**THE EXERCISE:** List each line of the data below that contains the word "instance".

**DATA TO USE:**

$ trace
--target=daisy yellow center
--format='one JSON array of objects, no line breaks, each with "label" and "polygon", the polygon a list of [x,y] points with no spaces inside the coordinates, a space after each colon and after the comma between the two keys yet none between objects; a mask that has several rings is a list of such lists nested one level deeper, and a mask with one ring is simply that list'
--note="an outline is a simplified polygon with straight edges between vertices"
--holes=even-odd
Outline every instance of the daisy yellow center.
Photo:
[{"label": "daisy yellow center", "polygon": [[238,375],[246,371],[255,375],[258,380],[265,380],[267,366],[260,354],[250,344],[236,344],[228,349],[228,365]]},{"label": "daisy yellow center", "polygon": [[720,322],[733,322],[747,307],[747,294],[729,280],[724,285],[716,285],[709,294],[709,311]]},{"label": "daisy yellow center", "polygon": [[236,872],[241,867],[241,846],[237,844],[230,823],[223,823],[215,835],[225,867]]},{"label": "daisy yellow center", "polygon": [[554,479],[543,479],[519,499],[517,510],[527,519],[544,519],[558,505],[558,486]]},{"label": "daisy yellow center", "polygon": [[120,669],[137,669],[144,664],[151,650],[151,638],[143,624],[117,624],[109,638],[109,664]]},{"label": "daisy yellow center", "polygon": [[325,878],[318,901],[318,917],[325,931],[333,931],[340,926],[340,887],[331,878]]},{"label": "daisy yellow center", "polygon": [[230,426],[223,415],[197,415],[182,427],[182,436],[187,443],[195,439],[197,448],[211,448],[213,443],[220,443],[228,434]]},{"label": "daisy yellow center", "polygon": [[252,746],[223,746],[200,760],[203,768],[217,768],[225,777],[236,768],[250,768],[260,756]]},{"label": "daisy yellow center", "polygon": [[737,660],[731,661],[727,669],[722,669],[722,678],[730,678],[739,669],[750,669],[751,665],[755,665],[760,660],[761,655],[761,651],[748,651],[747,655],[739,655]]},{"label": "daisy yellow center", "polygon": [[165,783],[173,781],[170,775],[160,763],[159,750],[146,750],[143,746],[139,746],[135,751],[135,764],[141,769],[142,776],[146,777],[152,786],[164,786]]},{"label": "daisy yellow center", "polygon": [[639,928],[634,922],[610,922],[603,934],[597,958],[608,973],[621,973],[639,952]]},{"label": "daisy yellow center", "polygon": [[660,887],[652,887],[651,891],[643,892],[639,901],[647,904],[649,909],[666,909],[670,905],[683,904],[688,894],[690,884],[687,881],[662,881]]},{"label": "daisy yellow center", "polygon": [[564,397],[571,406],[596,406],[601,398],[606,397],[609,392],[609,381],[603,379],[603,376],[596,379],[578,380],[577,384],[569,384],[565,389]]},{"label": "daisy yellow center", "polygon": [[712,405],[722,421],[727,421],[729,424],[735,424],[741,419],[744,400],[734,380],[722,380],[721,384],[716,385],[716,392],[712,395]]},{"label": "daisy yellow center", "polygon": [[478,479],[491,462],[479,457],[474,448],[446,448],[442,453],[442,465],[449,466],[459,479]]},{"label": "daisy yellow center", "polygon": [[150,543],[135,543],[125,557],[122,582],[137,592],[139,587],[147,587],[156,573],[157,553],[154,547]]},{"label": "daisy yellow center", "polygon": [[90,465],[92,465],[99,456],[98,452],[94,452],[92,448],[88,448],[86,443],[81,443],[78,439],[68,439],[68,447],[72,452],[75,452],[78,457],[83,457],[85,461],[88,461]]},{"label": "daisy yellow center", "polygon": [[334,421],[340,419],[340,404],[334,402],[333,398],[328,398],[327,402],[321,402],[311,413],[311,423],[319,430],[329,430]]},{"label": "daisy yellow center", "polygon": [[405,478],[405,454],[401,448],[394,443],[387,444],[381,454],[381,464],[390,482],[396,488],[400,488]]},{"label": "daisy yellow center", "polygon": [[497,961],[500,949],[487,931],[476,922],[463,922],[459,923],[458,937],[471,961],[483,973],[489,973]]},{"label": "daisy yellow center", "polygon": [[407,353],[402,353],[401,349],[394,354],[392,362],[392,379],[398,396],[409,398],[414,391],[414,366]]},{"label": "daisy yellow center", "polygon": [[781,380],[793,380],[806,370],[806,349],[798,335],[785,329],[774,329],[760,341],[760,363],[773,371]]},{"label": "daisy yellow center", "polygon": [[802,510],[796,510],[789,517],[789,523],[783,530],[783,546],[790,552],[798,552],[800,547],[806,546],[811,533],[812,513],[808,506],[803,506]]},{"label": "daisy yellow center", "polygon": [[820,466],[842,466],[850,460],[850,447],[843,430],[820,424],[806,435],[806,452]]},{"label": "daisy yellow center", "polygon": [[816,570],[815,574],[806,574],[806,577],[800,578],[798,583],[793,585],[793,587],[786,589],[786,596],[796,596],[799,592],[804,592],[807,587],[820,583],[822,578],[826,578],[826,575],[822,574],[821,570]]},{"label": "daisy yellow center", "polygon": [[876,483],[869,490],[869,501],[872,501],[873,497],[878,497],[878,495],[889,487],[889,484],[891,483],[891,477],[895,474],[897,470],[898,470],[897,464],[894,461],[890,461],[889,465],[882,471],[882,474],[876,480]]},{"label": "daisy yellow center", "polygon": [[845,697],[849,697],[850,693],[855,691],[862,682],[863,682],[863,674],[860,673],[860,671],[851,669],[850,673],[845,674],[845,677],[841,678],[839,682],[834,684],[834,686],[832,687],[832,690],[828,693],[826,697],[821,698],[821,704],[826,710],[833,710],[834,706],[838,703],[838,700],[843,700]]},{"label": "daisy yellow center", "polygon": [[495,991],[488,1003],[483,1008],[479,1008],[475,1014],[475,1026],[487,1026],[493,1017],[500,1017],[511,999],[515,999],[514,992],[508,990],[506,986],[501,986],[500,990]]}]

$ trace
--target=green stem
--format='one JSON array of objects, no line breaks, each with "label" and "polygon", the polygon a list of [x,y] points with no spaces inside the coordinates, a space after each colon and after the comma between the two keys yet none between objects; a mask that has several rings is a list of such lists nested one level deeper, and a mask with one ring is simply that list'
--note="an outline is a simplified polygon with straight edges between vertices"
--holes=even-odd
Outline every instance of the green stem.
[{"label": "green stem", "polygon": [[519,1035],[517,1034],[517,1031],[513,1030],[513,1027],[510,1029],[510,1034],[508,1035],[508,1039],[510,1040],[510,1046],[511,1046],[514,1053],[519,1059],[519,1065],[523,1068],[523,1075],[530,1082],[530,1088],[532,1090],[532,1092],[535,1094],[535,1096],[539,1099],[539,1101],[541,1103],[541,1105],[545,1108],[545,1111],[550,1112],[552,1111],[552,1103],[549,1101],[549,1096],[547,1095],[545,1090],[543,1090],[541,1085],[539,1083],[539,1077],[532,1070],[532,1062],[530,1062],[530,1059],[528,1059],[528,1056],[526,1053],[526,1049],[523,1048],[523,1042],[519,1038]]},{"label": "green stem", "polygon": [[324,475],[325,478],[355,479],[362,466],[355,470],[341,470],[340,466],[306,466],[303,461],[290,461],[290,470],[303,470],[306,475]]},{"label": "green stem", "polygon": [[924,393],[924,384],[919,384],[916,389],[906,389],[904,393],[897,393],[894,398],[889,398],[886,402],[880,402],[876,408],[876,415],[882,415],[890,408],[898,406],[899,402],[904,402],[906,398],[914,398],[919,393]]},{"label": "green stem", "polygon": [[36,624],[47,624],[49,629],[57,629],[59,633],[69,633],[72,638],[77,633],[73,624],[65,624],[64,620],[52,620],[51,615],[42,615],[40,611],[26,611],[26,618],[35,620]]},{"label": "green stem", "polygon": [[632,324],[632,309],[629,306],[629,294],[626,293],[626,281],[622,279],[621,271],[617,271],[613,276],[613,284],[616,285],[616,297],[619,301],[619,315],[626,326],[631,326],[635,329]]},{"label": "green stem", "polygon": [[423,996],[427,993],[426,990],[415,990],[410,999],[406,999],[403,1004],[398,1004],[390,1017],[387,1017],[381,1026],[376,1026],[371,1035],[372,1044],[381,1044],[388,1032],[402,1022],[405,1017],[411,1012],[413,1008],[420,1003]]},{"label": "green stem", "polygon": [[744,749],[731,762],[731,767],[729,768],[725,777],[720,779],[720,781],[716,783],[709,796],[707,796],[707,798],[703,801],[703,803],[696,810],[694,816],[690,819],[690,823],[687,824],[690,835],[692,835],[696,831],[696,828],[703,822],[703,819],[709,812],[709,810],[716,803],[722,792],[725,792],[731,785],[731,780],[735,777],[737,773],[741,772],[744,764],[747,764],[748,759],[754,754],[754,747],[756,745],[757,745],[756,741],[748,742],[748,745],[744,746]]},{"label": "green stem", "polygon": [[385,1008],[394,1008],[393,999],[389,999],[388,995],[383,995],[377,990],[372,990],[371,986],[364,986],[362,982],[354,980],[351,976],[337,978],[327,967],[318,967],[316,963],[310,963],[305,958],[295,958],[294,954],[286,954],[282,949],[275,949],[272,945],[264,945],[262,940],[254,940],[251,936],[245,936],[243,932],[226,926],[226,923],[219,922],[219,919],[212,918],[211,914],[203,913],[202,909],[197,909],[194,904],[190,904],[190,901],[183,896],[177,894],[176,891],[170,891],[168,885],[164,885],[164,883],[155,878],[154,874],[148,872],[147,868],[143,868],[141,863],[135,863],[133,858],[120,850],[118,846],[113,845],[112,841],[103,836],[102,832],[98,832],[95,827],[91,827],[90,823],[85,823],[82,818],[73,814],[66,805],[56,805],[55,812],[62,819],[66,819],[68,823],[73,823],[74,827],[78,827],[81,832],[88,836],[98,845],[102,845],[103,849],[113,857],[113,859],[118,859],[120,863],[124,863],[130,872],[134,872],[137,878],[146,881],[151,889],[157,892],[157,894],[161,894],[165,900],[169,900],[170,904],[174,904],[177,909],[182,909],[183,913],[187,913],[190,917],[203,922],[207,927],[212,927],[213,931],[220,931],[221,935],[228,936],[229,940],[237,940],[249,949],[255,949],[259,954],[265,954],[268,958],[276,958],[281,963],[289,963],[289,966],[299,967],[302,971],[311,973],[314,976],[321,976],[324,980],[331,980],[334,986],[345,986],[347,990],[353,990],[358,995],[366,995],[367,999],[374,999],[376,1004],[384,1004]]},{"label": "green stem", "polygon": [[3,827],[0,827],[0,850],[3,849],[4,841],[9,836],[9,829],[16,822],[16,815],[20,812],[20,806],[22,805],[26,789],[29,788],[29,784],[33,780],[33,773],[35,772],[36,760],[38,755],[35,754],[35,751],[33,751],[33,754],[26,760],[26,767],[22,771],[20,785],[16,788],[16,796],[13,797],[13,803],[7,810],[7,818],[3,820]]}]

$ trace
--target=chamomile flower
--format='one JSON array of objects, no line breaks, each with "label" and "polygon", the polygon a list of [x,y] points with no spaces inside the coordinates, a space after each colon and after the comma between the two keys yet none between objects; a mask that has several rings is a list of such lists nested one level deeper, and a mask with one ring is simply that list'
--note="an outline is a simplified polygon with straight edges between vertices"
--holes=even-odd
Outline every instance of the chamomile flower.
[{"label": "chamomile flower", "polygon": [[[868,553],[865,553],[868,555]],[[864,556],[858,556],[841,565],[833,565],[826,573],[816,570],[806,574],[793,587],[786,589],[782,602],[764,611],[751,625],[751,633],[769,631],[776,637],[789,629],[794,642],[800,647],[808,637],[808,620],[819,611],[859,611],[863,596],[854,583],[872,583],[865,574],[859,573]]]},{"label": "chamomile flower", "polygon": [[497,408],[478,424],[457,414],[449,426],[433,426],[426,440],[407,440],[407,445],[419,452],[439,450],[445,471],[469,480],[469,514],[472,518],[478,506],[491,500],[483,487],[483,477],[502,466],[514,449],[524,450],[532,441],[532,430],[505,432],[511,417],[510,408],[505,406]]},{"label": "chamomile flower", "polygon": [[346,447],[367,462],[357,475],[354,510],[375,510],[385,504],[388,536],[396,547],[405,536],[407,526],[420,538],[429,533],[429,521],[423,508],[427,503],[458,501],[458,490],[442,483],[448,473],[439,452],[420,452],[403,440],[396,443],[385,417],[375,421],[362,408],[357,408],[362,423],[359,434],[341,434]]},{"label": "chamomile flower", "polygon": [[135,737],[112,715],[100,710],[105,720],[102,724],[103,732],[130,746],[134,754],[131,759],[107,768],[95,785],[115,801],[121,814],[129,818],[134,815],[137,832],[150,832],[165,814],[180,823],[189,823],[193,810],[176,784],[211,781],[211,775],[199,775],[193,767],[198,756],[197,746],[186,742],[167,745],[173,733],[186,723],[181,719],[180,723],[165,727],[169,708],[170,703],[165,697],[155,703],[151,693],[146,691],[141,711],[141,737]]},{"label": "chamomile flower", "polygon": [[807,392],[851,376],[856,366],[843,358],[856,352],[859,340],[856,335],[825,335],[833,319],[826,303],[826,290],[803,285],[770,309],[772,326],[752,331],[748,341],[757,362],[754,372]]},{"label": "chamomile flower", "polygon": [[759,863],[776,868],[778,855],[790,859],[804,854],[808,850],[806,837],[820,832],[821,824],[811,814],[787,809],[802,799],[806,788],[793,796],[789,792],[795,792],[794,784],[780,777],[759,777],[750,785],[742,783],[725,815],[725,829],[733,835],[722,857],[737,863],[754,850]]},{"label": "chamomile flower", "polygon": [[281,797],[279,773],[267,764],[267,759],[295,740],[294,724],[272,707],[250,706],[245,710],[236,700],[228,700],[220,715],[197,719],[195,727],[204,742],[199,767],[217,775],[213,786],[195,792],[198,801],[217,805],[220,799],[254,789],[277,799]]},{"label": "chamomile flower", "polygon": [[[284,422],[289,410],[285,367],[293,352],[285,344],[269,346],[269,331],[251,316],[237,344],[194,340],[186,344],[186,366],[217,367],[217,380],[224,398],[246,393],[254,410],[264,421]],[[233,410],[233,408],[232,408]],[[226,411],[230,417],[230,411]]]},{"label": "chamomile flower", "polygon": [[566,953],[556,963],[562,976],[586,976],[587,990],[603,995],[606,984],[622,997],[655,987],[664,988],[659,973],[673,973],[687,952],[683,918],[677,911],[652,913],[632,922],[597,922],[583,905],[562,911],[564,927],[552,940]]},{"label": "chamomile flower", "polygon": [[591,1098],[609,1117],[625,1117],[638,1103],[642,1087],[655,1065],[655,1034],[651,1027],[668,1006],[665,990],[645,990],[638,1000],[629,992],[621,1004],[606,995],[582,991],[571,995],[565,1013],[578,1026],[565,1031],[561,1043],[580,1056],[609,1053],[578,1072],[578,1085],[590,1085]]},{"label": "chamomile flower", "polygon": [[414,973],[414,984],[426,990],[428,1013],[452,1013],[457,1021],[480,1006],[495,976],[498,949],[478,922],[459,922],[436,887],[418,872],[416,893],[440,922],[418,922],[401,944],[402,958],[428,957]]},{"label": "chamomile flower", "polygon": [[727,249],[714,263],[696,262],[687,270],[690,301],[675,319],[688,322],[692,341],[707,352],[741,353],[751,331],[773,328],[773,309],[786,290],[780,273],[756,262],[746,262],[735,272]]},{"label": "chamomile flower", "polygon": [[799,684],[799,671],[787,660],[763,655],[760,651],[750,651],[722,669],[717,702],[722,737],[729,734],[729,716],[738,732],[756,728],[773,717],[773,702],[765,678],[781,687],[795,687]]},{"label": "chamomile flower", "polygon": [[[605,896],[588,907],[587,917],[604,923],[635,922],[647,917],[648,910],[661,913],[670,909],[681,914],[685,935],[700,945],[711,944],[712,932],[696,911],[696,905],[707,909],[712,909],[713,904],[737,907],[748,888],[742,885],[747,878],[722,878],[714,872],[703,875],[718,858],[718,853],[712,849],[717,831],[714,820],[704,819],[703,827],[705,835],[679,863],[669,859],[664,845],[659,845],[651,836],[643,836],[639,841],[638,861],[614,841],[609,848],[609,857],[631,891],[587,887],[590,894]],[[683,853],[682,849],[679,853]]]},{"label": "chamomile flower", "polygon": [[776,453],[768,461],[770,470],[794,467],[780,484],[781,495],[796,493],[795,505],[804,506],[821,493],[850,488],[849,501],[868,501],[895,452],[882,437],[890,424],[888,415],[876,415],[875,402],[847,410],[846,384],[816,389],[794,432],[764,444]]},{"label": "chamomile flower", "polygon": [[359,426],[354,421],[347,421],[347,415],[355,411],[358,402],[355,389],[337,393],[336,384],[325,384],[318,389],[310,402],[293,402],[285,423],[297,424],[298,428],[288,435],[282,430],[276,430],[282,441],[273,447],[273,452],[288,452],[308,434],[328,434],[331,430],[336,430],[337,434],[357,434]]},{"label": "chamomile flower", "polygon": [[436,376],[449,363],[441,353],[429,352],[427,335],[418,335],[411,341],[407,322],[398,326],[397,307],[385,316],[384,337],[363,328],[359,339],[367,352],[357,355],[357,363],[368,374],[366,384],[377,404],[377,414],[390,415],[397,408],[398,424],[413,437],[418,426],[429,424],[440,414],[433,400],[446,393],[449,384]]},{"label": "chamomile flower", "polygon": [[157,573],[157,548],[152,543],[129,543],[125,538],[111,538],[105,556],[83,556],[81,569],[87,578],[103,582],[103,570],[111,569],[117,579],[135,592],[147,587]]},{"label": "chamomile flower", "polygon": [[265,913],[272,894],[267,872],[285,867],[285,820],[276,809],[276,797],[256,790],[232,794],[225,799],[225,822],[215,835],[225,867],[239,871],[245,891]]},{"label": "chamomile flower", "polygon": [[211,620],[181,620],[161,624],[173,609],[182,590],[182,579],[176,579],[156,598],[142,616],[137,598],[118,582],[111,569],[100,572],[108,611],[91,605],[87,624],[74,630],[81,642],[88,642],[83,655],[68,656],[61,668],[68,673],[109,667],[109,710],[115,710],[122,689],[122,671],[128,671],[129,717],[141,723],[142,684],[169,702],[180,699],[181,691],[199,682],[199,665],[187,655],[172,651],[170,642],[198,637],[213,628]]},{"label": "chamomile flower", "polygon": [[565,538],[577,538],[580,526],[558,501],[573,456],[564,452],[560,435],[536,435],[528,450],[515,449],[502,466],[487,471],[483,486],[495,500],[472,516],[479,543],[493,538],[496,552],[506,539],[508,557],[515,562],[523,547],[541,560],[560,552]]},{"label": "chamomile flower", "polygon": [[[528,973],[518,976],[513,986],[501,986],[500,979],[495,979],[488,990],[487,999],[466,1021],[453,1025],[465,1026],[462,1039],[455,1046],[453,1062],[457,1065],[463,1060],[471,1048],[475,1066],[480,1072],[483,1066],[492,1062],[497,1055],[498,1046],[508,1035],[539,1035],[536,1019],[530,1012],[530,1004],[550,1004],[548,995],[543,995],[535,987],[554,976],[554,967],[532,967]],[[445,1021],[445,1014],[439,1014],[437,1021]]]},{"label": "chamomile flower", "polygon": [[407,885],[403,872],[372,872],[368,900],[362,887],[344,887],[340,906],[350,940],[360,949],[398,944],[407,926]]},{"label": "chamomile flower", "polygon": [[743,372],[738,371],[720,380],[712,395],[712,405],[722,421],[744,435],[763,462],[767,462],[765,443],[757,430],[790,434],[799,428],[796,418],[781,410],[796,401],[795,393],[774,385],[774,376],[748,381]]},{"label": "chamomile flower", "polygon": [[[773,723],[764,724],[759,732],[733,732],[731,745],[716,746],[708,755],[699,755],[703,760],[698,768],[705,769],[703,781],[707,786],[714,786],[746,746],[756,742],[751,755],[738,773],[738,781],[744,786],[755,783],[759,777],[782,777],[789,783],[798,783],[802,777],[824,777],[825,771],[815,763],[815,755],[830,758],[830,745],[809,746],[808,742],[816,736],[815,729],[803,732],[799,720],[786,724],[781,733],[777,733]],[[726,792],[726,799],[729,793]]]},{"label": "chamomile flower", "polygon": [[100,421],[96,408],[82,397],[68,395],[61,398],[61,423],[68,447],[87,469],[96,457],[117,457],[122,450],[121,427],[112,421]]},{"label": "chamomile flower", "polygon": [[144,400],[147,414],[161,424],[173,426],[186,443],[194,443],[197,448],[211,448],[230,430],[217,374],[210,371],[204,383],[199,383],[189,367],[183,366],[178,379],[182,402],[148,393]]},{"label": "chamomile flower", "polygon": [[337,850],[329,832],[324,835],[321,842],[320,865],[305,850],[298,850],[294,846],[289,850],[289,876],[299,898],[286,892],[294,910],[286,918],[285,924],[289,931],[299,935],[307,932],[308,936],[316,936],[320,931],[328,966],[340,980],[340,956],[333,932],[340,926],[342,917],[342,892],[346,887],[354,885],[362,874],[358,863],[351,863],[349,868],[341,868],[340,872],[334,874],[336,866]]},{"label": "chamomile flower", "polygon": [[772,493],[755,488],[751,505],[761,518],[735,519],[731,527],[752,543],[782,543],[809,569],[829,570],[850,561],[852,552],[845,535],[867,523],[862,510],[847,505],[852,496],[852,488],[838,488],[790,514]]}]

**SOLUTION:**
Outline every instance of the daisy yellow center.
Outline every instance of the green stem.
Outline every instance of the chamomile flower.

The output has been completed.